Extraits de données de pointage
——

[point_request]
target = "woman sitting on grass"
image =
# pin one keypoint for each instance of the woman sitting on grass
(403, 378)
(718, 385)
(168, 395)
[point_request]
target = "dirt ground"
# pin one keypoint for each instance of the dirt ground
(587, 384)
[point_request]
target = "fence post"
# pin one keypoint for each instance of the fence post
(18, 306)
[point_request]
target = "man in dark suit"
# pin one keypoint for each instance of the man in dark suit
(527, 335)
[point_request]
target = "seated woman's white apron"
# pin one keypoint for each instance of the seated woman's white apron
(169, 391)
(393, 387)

——

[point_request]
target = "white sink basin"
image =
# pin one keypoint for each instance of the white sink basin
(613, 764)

——

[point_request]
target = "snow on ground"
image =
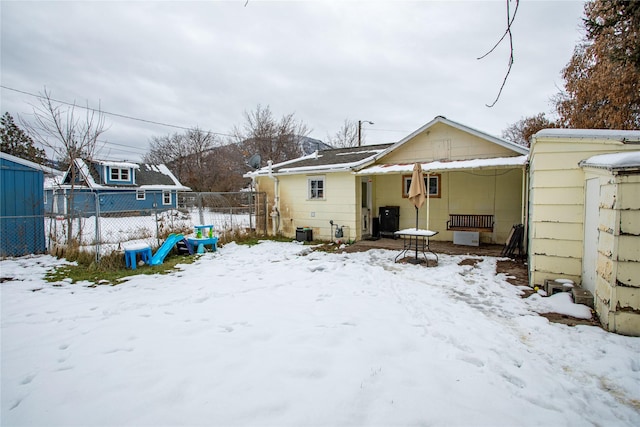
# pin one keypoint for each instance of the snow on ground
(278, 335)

——

# Énoncé de l'exercice
Sélectionnez chaque ligne des données ci-dessus où figure le mot « target ».

# Réponse proposée
target = "woman sitting on grass"
target = "dirt ground"
target = "fence post"
target = "man in dark suit"
target = "seated woman's white apron"
target = "white sink basin"
target = "snow on ground"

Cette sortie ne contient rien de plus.